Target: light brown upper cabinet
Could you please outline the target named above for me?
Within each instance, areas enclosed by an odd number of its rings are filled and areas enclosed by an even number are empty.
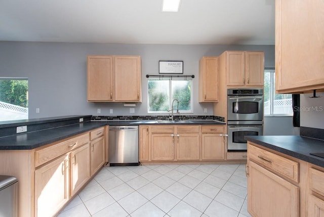
[[[276,0],[276,90],[324,88],[324,3]]]
[[[263,86],[264,54],[262,51],[225,51],[227,86]]]
[[[88,56],[88,101],[112,101],[113,61],[112,56]]]
[[[88,101],[141,102],[139,56],[90,55]]]
[[[202,57],[199,61],[199,102],[218,101],[218,57]]]

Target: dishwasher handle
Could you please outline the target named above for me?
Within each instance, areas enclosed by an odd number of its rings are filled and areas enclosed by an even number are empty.
[[[132,127],[109,127],[110,131],[131,131],[131,130],[138,130],[138,128]]]

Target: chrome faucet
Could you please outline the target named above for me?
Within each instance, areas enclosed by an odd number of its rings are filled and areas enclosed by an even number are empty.
[[[177,105],[177,115],[179,115],[180,113],[179,112],[179,100],[177,99],[174,99],[173,100],[173,101],[172,101],[172,104],[171,105],[171,109],[167,110],[168,112],[170,112],[170,111],[172,111],[172,116],[171,118],[171,120],[172,120],[172,121],[173,121],[173,110],[174,110],[174,107],[173,106],[173,103],[174,103],[175,101],[177,101],[177,102],[178,102],[178,104]]]

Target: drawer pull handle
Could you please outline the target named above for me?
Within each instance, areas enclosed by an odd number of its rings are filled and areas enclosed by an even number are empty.
[[[260,159],[261,159],[263,160],[265,160],[265,161],[267,161],[267,162],[269,162],[269,163],[272,163],[272,161],[271,161],[271,160],[269,160],[268,159],[267,159],[267,158],[265,158],[265,157],[264,157],[260,156],[260,155],[259,155],[259,156],[258,156],[258,157],[259,158],[260,158]]]
[[[62,163],[62,174],[64,175],[64,162]]]
[[[72,147],[72,146],[75,146],[75,145],[76,145],[76,142],[74,142],[74,143],[73,143],[73,144],[70,144],[70,145],[68,146],[68,147]]]
[[[245,165],[245,174],[247,176],[249,175],[249,166],[248,166],[248,164]]]

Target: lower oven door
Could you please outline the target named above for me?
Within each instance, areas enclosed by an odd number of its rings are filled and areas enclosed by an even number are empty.
[[[262,135],[263,131],[262,125],[228,125],[227,129],[229,152],[246,152],[248,142],[244,136]]]

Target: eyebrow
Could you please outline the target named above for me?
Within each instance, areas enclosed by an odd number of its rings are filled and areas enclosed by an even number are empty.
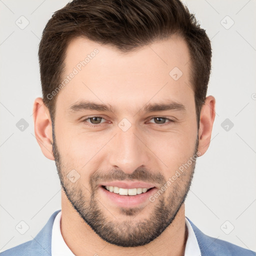
[[[170,102],[167,103],[149,104],[144,107],[145,112],[157,112],[165,110],[186,110],[186,107],[178,102]],[[94,110],[98,112],[115,112],[116,108],[111,105],[98,104],[88,100],[80,102],[78,103],[72,105],[68,110],[71,112],[77,112],[86,110]],[[140,110],[138,112],[141,112]]]

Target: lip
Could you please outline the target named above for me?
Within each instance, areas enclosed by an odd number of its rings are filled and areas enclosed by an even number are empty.
[[[156,186],[154,184],[146,183],[142,182],[103,182],[100,184],[101,186],[118,186],[122,188],[148,188],[150,189]]]
[[[157,190],[156,188],[154,187],[145,193],[136,194],[136,196],[121,196],[114,192],[110,192],[102,186],[99,187],[100,192],[102,194],[102,198],[106,198],[107,200],[110,200],[117,206],[125,208],[138,206],[141,204],[144,204],[144,203],[147,201],[148,203],[150,202],[149,198],[156,193]]]

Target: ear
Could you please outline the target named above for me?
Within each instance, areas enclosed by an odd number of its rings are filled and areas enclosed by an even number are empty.
[[[214,118],[215,98],[210,96],[206,98],[200,114],[198,150],[200,153],[200,156],[202,156],[209,147]]]
[[[52,152],[52,120],[48,108],[40,98],[34,102],[33,118],[34,125],[34,134],[42,154],[50,160],[54,160]]]

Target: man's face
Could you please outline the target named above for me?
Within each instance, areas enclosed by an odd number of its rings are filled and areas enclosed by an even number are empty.
[[[67,198],[110,243],[148,244],[184,202],[198,143],[189,60],[174,36],[126,54],[82,38],[68,46],[64,74],[76,74],[58,95],[54,156]]]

> _Задание_
Повторите без изменений строки записей от строки с «Target: ear» до конца записей, включая обе границы.

> _Решение_
Target: ear
Could you please outline the target named above for me?
Within each instance, areas enclosed by an odd number of its rings are filled and areas enclosed by an even number are empty.
[[[214,118],[215,98],[210,96],[206,98],[200,114],[198,150],[200,153],[200,156],[202,156],[209,147]]]
[[[52,152],[52,120],[48,108],[40,98],[34,102],[33,118],[34,125],[34,134],[42,154],[50,160],[54,160]]]

Target: man's face
Could you please outline the target named above for me?
Within each instance, areas enclosed by an odd number of its rings are filled and areas enclosed by an even number are empty.
[[[67,198],[110,243],[148,244],[184,202],[198,143],[189,60],[174,36],[126,54],[82,38],[68,46],[64,74],[76,74],[58,95],[54,156]]]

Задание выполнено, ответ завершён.